TASK STATEMENT: Your response should consist of every record, exactly as given.

Saved data entries:
++++++++++++++++++++

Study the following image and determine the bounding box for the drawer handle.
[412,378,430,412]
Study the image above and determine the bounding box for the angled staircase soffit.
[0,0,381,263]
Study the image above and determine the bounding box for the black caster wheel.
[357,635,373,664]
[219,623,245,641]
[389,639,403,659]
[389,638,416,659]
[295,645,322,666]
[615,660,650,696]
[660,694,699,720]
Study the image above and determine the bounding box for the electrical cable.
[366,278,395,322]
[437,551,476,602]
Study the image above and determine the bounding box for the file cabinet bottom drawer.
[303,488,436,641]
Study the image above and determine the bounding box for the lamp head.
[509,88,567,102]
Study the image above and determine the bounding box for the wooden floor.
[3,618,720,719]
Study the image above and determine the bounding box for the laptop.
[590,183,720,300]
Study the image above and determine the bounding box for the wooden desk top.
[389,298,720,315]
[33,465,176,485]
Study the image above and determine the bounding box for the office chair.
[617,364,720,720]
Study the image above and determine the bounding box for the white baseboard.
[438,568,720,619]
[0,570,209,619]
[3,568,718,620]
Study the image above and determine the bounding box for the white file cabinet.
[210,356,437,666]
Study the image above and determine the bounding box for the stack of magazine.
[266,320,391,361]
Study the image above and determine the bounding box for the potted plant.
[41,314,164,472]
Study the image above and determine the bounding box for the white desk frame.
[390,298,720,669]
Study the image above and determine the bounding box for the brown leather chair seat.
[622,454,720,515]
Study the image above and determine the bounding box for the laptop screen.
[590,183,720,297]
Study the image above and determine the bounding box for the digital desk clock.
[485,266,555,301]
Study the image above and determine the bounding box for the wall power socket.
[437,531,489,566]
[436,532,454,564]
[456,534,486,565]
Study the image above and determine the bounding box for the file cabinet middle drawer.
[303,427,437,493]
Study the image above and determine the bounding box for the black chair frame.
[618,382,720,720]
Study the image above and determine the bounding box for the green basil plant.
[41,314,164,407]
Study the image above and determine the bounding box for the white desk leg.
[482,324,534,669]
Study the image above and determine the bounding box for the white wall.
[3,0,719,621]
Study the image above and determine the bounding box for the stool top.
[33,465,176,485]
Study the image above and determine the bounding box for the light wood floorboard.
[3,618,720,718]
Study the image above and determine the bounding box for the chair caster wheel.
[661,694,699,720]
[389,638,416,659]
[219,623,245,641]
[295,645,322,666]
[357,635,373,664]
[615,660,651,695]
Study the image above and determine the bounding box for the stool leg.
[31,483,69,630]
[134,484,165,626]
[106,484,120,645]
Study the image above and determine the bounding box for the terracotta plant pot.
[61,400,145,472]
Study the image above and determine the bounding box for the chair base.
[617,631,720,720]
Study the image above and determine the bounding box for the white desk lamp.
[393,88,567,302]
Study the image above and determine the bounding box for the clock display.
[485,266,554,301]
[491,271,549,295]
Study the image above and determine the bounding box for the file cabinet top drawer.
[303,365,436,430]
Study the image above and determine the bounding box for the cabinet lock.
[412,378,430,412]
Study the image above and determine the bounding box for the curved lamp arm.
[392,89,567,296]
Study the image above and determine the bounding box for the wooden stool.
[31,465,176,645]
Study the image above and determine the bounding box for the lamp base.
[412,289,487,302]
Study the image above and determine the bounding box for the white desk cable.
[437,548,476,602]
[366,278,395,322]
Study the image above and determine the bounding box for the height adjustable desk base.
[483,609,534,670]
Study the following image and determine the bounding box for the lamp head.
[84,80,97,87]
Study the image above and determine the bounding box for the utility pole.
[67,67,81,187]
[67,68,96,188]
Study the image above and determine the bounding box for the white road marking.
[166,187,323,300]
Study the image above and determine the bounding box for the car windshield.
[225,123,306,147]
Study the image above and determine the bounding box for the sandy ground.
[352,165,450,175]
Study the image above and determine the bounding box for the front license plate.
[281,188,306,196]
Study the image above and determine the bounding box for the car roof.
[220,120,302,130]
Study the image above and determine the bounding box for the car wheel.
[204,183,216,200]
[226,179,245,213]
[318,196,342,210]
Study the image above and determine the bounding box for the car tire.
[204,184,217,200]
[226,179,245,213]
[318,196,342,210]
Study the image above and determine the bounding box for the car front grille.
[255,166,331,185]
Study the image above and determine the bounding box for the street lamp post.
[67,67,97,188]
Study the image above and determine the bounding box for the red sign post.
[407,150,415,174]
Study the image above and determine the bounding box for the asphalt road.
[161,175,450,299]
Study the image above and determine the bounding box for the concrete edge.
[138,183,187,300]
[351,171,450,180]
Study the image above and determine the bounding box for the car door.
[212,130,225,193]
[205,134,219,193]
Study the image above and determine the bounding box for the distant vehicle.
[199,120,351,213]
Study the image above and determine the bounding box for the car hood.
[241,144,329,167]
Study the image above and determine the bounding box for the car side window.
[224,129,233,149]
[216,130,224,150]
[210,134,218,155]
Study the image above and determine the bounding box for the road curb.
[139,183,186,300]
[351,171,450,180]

++++++++++++++++++++

SOLUTION TO THE EXERCISE:
Study the following image and determine the bounding box for the drawer handle.
[412,378,430,412]
Study the image above and determine the bounding box for the angled staircase soffit.
[0,0,381,263]
Study the image above and determine the bounding box for the black caster wheel.
[357,635,373,664]
[219,623,245,641]
[389,639,403,659]
[389,638,416,659]
[295,645,322,666]
[615,660,650,696]
[660,694,699,720]
Study the image above and determine the bounding box for the electrical cable.
[366,278,395,322]
[437,551,476,602]
Study the image above and determine the bounding box for the file cabinet bottom drawer.
[303,488,436,641]
Study the image above and determine the bounding box for the lamp head.
[509,88,567,102]
Study the image above and determine the bounding box for the wooden floor.
[3,618,720,719]
Study the image above and determine the bounding box for the laptop.
[590,183,720,300]
Study the image above and determine the bounding box for the wooden desk top.
[389,298,720,315]
[33,465,176,485]
Study the image above and determine the bounding box for the office chair.
[617,364,720,720]
Study the image above and determine the bounding box for the white baseboard.
[438,568,720,619]
[0,570,209,619]
[3,568,718,620]
Study the image above and determine the bounding box for the white file cabinet.
[210,356,437,666]
Study the image above and determine the bounding box for the stack of magazine.
[266,320,391,361]
Study the image above and determine the bounding box for the potted plant.
[41,314,164,472]
Study the image above and determine the bounding box for the white desk frame.
[390,298,720,669]
Study the image above and determine the bounding box for the brown leather chair seat.
[622,454,720,515]
Study the image above and determine the bounding box for the laptop screen.
[590,183,720,297]
Study the image above and determine the bounding box for the digital desk clock.
[485,266,555,301]
Study the image above and determine the bounding box for the wall power socket.
[437,531,489,566]
[436,532,454,564]
[456,534,486,565]
Study the image above and determine the bounding box for the file cabinet middle drawer.
[303,427,437,493]
Study the image above and determine the bounding box for the black chair frame.
[618,382,720,720]
Study the image above and determine the bounding box for the green basil plant.
[41,314,164,407]
Study the image above and determine the bounding box for the white desk leg.
[482,324,534,669]
Study the image above and determine the bounding box for the white wall.
[3,0,719,621]
Study the image above and determine the bounding box for the stool top.
[33,465,176,485]
Study the image above and determine the bounding box for the light wood floorboard.
[3,618,720,718]
Study the image above and determine the bounding box for the chair caster wheel.
[661,694,699,720]
[389,638,416,659]
[219,623,245,641]
[295,645,322,666]
[357,635,373,664]
[615,660,651,695]
Study the image above and determine the bounding box for the stool leg.
[31,483,69,630]
[134,484,165,626]
[106,484,120,645]
Study the image above and determine the bounding box for the terracotta plant pot.
[61,400,145,472]
Study the image above and determine the bounding box for the chair base.
[617,631,720,720]
Study the image above and determine the bounding box for the white desk lamp.
[393,88,567,302]
Study the image above and determine the bounding box for the clock display.
[485,266,554,301]
[491,271,549,295]
Study the image above and determine the bounding box for the file cabinet top drawer.
[303,365,436,430]
Study the image above and determine the bounding box for the cabinet lock.
[412,378,430,412]
Study the image above and determine the bounding box for the curved lamp arm.
[392,89,567,296]
Study the image above and determine the bounding box for the wooden stool.
[31,465,176,645]
Study the image above and determine the bounding box for the lamp base.
[412,289,487,302]
Study the image above and determine the bounding box for the white desk cable.
[437,548,476,602]
[366,278,395,322]
Study the image above and determine the bounding box for the height adjustable desk base.
[483,609,534,670]
Study the following image and determine the bounding box for the lamp head.
[84,80,97,87]
Study the image above and determine the bounding box for the utility pole.
[67,67,81,187]
[67,68,96,188]
Study the image above and determine the bounding box for the white road marking.
[166,187,323,300]
Study the image above and determine the bounding box for the car windshield.
[225,123,306,147]
Study the image above and determine the bounding box for the sandy ground.
[352,165,450,175]
Study the image above and determine the bounding box for the front license plate.
[281,188,306,196]
Study the image above and determine the bounding box for the car roof.
[220,120,302,130]
Study the image above and determine the bounding box for the car wheel.
[204,183,216,200]
[226,179,245,213]
[318,196,342,210]
Study the image above and determine the bounding box for the car tire.
[204,184,217,200]
[226,179,245,213]
[318,196,342,210]
Study the image above and determine the bounding box for the car front grille.
[255,166,331,185]
Study the image above and determine the bounding box for the street lamp post.
[67,67,97,188]
Study the image above and determine the bounding box for the red sign post.
[407,150,415,174]
Study the image above and determine the bounding box for the asphalt road.
[161,175,450,299]
Study the image above and determine the bounding box for the concrete edge.
[138,183,187,300]
[351,171,450,180]
Study the image above and determine the bounding box for the car door.
[212,130,225,193]
[205,134,219,193]
Study the image above and determine the bounding box for the distant vehicle.
[199,120,351,213]
Study the image above and determine the bounding box for the car hood.
[241,144,329,167]
Study the image above and determine the bounding box for the car side window.
[224,129,233,149]
[216,130,224,150]
[210,134,218,155]
Study the image above and determine the bounding box for the road curb.
[139,183,186,300]
[351,171,450,180]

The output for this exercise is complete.